WORK REQUIRED »
Can you copy the lines from the one that contains "In the photo above, where can the window be" through the end of the material below, exactly and with nothing else?

*** INFORMATION GIVEN

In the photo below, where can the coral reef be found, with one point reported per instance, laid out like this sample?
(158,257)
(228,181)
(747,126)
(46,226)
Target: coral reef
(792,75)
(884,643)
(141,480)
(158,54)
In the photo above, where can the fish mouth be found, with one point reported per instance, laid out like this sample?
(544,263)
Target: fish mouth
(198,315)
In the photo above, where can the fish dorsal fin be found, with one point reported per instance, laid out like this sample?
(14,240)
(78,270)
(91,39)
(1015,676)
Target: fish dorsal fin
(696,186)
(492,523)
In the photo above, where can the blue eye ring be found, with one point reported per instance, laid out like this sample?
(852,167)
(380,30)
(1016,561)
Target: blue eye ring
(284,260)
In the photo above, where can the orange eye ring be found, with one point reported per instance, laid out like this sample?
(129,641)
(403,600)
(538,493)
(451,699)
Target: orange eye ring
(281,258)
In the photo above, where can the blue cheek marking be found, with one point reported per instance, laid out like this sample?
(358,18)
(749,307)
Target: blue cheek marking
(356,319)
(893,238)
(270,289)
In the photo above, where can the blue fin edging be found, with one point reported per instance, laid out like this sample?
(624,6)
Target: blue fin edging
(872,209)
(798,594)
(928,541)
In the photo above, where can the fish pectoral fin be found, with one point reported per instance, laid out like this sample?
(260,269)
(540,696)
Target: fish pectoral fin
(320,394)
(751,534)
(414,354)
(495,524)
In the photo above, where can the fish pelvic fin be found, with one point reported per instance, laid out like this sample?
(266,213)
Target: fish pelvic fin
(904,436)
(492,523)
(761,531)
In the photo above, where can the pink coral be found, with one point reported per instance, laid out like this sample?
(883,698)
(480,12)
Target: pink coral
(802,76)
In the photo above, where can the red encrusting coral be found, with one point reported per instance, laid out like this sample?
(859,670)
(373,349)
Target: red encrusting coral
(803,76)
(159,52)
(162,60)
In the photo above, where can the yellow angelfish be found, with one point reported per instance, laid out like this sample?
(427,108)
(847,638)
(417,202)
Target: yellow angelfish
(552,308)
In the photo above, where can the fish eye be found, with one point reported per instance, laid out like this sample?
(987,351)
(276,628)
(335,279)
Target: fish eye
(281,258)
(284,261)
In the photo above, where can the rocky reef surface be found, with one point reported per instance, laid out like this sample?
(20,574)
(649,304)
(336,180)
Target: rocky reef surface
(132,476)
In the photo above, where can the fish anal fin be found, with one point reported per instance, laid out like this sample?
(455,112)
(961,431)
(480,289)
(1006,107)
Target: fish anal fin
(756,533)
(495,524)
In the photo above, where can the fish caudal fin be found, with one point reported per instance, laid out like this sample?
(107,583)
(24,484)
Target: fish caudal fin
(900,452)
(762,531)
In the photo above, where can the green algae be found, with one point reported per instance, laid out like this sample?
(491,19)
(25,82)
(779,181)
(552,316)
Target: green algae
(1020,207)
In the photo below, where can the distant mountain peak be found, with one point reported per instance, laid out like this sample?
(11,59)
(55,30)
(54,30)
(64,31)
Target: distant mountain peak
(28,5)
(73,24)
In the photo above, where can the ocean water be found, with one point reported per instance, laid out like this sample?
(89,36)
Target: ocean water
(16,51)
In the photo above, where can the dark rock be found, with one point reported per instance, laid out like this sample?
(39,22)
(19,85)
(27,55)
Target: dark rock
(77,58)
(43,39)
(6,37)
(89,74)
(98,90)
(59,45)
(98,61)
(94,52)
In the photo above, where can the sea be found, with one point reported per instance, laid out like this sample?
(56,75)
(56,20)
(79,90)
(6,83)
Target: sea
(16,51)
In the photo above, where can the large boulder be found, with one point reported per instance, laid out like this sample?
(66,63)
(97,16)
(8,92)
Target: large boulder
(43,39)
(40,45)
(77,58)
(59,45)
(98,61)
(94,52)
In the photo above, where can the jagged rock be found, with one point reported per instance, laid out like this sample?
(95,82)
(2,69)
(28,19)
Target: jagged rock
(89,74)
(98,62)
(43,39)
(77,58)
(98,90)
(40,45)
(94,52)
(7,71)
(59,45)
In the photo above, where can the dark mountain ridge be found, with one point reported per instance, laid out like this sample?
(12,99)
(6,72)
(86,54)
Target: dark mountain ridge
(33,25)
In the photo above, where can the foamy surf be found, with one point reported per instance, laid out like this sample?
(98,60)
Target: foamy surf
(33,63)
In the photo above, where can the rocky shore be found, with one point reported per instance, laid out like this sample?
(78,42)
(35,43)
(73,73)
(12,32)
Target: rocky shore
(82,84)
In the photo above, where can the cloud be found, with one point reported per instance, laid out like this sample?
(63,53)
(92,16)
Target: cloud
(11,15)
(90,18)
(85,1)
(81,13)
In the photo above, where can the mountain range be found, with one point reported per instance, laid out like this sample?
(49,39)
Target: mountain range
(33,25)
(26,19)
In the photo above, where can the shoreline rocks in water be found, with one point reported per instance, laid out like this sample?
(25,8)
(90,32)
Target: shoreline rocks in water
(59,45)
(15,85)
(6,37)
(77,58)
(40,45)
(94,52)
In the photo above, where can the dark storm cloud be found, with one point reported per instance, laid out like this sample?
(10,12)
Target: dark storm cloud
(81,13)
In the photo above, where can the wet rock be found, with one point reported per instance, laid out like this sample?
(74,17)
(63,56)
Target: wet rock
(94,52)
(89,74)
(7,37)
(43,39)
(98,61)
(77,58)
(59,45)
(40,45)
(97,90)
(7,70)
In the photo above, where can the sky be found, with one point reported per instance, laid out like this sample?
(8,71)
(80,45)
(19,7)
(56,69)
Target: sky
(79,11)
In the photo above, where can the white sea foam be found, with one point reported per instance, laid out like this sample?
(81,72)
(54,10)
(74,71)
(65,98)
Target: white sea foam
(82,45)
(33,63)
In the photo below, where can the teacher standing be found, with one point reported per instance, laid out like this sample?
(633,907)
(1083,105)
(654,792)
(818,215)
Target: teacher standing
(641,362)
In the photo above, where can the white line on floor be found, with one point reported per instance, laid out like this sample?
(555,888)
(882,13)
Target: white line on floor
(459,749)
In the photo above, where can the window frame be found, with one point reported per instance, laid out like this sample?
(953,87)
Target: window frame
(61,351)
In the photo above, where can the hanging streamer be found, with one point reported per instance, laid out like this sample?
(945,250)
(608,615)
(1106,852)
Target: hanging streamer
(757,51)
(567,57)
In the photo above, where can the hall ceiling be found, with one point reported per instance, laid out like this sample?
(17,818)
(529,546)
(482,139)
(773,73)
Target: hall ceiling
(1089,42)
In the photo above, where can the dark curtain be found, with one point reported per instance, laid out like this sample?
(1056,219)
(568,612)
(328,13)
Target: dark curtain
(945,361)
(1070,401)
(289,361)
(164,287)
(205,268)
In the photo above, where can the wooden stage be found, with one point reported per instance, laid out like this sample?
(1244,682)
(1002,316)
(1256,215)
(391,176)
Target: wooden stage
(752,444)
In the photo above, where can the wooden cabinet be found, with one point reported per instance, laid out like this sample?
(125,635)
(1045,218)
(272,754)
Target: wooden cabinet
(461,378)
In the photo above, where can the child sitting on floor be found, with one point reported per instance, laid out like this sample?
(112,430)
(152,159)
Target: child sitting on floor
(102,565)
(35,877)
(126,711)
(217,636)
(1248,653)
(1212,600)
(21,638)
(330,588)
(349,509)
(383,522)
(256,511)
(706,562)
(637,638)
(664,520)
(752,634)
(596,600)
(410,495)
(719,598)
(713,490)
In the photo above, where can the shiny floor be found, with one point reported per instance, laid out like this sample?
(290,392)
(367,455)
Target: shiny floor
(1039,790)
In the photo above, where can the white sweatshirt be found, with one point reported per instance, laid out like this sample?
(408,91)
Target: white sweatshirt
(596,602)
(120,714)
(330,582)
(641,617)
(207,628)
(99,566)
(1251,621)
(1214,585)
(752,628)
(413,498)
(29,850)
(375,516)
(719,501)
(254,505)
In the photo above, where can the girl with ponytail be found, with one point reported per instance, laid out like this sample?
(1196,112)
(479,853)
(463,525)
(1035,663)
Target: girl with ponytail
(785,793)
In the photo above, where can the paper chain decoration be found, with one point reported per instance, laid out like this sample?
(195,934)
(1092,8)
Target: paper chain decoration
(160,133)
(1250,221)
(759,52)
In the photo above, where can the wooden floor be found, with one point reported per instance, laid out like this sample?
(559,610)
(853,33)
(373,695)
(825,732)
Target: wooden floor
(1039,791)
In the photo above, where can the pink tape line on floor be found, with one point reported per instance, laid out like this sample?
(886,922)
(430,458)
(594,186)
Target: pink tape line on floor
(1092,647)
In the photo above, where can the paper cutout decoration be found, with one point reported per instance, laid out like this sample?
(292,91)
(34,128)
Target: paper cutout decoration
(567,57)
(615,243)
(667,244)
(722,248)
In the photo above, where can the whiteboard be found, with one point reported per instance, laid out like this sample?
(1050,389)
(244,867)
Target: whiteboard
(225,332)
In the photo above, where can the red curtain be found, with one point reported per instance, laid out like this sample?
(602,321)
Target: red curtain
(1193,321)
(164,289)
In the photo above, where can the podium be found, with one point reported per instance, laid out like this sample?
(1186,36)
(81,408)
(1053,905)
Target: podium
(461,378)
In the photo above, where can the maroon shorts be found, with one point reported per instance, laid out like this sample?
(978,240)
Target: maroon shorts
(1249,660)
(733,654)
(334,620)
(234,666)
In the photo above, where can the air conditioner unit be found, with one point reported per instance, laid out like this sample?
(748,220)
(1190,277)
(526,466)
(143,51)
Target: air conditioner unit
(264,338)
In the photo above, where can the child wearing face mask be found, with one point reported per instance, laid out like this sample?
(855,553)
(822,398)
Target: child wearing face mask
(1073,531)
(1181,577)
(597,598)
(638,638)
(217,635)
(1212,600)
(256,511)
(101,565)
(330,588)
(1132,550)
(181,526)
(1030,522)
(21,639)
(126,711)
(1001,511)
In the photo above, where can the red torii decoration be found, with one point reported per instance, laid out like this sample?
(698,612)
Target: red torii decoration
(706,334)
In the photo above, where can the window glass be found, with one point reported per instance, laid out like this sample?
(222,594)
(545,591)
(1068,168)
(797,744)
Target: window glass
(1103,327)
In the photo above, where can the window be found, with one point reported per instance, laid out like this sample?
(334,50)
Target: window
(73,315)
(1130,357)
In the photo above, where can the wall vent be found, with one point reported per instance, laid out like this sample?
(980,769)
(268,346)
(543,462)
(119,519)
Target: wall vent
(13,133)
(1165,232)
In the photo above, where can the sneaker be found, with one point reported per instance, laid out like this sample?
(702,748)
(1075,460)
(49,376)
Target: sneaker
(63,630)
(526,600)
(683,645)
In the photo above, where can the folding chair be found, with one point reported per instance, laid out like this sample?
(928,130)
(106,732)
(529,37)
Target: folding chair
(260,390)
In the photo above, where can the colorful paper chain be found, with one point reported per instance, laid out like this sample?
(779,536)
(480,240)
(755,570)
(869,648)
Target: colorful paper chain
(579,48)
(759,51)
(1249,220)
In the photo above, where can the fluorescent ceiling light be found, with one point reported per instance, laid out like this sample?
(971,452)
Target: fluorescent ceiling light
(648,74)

******

RESULT FOR THIS TASK »
In the photo above, where can the window be found, with one point reported per instance, laid out like this sample?
(334,50)
Target: window
(73,315)
(1130,357)
In the photo above, where can the wall vent be found, with one point reported per instance, laid out like this sample?
(980,769)
(268,346)
(543,462)
(119,519)
Target: wall vent
(13,133)
(1165,232)
In the photo above, where can the sneaker be found, with one point reported per instance, laid out like this sample?
(702,748)
(1075,460)
(49,376)
Target: sneaker
(63,630)
(526,600)
(683,645)
In the photo above, where can the folding chair be found, with one point reported per instance, laid out like this sample?
(928,130)
(106,732)
(529,37)
Target: folding chair
(260,390)
In the photo above, where can the colorful paper chain be found, with one point reported per instance, laid out like this sample?
(779,536)
(480,240)
(755,570)
(869,648)
Target: colorful paper chain
(579,48)
(759,51)
(1249,220)
In the photo above, where can the fluorescent ceiling light be found, with one point reported per instance, laid out like this sample?
(971,452)
Target: fluorescent ceiling light
(648,74)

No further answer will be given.